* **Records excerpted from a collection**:
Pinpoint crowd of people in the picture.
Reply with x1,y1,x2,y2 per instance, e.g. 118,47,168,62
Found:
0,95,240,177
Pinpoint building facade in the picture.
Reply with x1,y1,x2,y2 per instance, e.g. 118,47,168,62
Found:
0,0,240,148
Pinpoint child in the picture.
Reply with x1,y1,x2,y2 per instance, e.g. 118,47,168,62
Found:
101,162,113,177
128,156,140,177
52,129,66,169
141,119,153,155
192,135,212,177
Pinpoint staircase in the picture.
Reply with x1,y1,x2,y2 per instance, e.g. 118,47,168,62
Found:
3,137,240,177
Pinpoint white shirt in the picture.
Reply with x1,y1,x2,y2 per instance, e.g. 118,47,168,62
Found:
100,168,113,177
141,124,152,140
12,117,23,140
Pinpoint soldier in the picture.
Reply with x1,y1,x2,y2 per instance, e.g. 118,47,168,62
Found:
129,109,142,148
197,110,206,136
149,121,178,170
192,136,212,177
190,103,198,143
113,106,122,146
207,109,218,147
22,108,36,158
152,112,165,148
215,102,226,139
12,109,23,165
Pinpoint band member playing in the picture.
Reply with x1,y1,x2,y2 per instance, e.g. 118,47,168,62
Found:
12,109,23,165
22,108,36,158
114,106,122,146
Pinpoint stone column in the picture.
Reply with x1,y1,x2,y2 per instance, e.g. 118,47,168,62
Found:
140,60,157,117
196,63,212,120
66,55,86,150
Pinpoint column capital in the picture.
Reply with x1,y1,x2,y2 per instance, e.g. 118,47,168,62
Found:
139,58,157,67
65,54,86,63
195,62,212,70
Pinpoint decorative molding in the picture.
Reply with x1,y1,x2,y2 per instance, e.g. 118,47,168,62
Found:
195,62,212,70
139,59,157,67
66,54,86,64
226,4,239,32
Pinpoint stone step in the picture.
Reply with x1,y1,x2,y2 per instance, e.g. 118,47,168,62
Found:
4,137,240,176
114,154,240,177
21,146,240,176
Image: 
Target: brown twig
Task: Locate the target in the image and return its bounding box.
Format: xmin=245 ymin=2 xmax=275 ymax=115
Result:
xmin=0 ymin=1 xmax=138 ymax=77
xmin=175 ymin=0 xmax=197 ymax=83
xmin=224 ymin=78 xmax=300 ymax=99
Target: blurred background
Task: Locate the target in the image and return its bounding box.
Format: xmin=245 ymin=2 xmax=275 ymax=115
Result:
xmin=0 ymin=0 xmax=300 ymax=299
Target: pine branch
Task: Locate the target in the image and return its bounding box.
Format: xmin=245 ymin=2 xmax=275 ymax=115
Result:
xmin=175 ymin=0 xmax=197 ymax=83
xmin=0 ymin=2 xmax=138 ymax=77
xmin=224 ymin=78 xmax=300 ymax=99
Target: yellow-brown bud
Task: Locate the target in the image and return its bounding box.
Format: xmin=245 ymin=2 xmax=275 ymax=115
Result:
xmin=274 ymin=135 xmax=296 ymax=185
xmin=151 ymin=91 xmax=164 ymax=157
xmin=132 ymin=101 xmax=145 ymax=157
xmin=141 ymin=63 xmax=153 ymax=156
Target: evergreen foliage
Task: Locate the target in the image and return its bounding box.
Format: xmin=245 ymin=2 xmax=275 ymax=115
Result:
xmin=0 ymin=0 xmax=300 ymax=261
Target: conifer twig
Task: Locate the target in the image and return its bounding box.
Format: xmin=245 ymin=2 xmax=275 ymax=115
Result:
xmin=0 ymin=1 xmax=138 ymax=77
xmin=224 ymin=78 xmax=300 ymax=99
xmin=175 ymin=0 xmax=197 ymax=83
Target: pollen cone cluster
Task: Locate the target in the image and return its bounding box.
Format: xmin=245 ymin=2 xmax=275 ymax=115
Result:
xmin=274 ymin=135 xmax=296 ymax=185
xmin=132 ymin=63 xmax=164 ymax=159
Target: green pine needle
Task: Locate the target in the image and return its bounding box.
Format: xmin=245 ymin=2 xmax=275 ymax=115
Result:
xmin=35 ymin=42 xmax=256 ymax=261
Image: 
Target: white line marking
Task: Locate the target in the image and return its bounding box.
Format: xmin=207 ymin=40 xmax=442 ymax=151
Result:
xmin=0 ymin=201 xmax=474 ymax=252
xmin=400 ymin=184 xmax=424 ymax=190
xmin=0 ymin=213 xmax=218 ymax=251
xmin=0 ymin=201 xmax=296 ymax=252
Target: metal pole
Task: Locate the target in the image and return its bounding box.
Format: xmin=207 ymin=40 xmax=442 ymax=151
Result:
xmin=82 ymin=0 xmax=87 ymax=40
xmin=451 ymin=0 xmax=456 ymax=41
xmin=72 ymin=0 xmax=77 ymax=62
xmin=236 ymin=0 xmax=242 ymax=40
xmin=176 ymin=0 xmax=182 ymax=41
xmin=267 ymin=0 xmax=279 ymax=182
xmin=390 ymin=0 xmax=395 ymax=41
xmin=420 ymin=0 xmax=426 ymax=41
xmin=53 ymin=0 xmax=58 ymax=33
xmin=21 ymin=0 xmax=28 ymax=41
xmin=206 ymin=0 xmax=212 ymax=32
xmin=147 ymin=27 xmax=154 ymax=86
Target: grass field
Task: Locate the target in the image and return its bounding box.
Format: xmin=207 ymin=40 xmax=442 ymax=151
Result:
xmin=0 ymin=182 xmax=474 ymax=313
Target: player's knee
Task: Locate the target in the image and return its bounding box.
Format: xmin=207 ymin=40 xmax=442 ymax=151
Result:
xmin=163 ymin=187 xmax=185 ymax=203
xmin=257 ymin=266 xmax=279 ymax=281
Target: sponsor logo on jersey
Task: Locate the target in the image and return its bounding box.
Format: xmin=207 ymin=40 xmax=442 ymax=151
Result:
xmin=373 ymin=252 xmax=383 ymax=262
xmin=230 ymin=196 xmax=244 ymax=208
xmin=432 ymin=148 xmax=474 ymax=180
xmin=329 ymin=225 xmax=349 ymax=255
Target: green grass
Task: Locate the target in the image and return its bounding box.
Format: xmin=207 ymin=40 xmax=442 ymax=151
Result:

* **Short task**: Copy the material above verbatim.

* **Solution**:
Pinpoint crowd of people in the picture.
Reply with x1,y1,x2,y2 per instance, e.g. 118,47,168,62
Found:
0,95,240,177
Pinpoint building facade in the picture.
Reply with x1,y1,x2,y2 per instance, e.g. 118,47,168,62
Found:
0,0,240,148
Pinpoint child in the picture.
Reply with x1,y1,x2,y2 per instance, e.g. 118,47,168,62
Found:
101,162,113,177
128,156,140,177
52,129,66,169
141,119,153,155
192,135,212,177
Pinpoint staircase in the picture.
Reply with x1,y1,x2,y2 per instance, e.g. 118,47,168,62
Found:
3,137,240,177
Pinpoint white shirt in the picture.
Reply with x1,y1,x2,y2 per instance, e.g. 118,47,168,62
Found:
100,168,113,177
141,124,152,140
12,117,23,140
Pinpoint soldier in the picture.
Reply with x1,y1,x2,y2 per instance, e.g. 118,47,168,62
Found:
129,109,142,148
197,110,206,136
149,121,178,170
192,136,212,177
190,103,198,143
113,106,122,146
207,109,218,147
22,108,36,158
152,112,165,148
215,102,226,139
12,109,23,165
Pinpoint band member playing in the picture.
Reply with x1,y1,x2,y2 per instance, e.g. 118,47,168,62
Found:
12,109,23,165
22,108,36,158
114,106,122,146
Pinpoint stone column in the picture.
Reply with x1,y1,x2,y2 per instance, e.g. 118,47,168,62
Found:
140,60,157,117
196,63,212,120
66,55,86,150
Pinpoint column capital in the picture.
Reply with x1,y1,x2,y2 per instance, e.g. 118,47,168,62
Found:
139,58,157,67
65,54,86,63
195,62,212,70
Pinpoint decorative molding in the picture.
Reply with x1,y1,x2,y2 per instance, e.g. 118,47,168,62
Found:
195,62,212,70
139,59,157,67
66,54,86,64
226,4,239,32
Pinpoint stone step in the picture.
Reply with x1,y1,x2,y2 per instance, e.g. 118,47,168,62
Found:
4,137,240,176
114,154,240,177
21,146,240,176
Image: 
Target: brown twig
Task: Locate the target in the image and return its bounding box.
Format: xmin=245 ymin=2 xmax=275 ymax=115
Result:
xmin=0 ymin=1 xmax=138 ymax=77
xmin=175 ymin=0 xmax=197 ymax=83
xmin=224 ymin=78 xmax=300 ymax=99
Target: blurred background
Task: Locate the target in the image and return its bounding box.
Format: xmin=245 ymin=2 xmax=275 ymax=115
Result:
xmin=0 ymin=0 xmax=300 ymax=299
Target: pine branch
Task: Locate the target in the image and return its bounding box.
Format: xmin=245 ymin=2 xmax=275 ymax=115
Result:
xmin=175 ymin=0 xmax=197 ymax=83
xmin=0 ymin=2 xmax=138 ymax=77
xmin=224 ymin=78 xmax=300 ymax=99
Target: yellow-brown bud
Task: Locate the target in the image and return its bounding box.
Format: xmin=245 ymin=2 xmax=275 ymax=115
Result:
xmin=274 ymin=135 xmax=296 ymax=185
xmin=151 ymin=91 xmax=164 ymax=157
xmin=132 ymin=101 xmax=145 ymax=157
xmin=141 ymin=63 xmax=153 ymax=156
Target: evergreen foliage
Task: Locate the target in the image and return its bounding box.
Format: xmin=245 ymin=2 xmax=275 ymax=115
Result:
xmin=0 ymin=0 xmax=300 ymax=261
Target: conifer twig
Task: Locate the target in the image and return its bounding box.
Format: xmin=245 ymin=2 xmax=275 ymax=115
Result:
xmin=0 ymin=1 xmax=138 ymax=77
xmin=224 ymin=78 xmax=300 ymax=99
xmin=175 ymin=0 xmax=197 ymax=83
Target: pollen cone cluster
Task: Locate the target in the image and return its bounding box.
Format: xmin=245 ymin=2 xmax=275 ymax=115
Result:
xmin=274 ymin=135 xmax=296 ymax=185
xmin=132 ymin=63 xmax=164 ymax=159
Target: green pine needle
Task: Locate the target in the image and return its bounding box.
Format: xmin=245 ymin=2 xmax=275 ymax=115
Result:
xmin=35 ymin=42 xmax=256 ymax=261
Image: 
Target: white line marking
Task: Locate the target in the image and return its bounding box.
Format: xmin=207 ymin=40 xmax=442 ymax=151
Result:
xmin=0 ymin=201 xmax=474 ymax=252
xmin=400 ymin=184 xmax=424 ymax=190
xmin=0 ymin=213 xmax=218 ymax=251
xmin=0 ymin=201 xmax=296 ymax=252
Target: metal pole
Task: Locate the target in the image and return its bounding box.
Format: xmin=207 ymin=40 xmax=442 ymax=151
Result:
xmin=82 ymin=0 xmax=87 ymax=40
xmin=451 ymin=0 xmax=456 ymax=41
xmin=72 ymin=0 xmax=77 ymax=62
xmin=236 ymin=0 xmax=242 ymax=40
xmin=176 ymin=0 xmax=182 ymax=41
xmin=267 ymin=0 xmax=279 ymax=182
xmin=390 ymin=0 xmax=395 ymax=41
xmin=420 ymin=0 xmax=426 ymax=41
xmin=53 ymin=0 xmax=58 ymax=33
xmin=21 ymin=0 xmax=28 ymax=41
xmin=206 ymin=0 xmax=212 ymax=32
xmin=147 ymin=27 xmax=154 ymax=86
Target: grass field
Task: Locate the target in the image and return its bounding box.
Format: xmin=207 ymin=40 xmax=442 ymax=151
Result:
xmin=0 ymin=182 xmax=474 ymax=313
Target: player's knee
Task: Locate the target in the image and return its bounding box.
Format: xmin=207 ymin=40 xmax=442 ymax=151
Result:
xmin=163 ymin=187 xmax=185 ymax=203
xmin=257 ymin=266 xmax=279 ymax=281
Target: sponsor logo on jersey
Task: Locate the target in the image and return its bounding box.
Format: xmin=207 ymin=40 xmax=442 ymax=151
Result:
xmin=373 ymin=252 xmax=383 ymax=262
xmin=230 ymin=196 xmax=244 ymax=208
xmin=432 ymin=148 xmax=474 ymax=180
xmin=329 ymin=225 xmax=349 ymax=255
Target: green grass
Task: Locate the target in the image and return its bounding box.
Format: xmin=207 ymin=40 xmax=442 ymax=151
Result:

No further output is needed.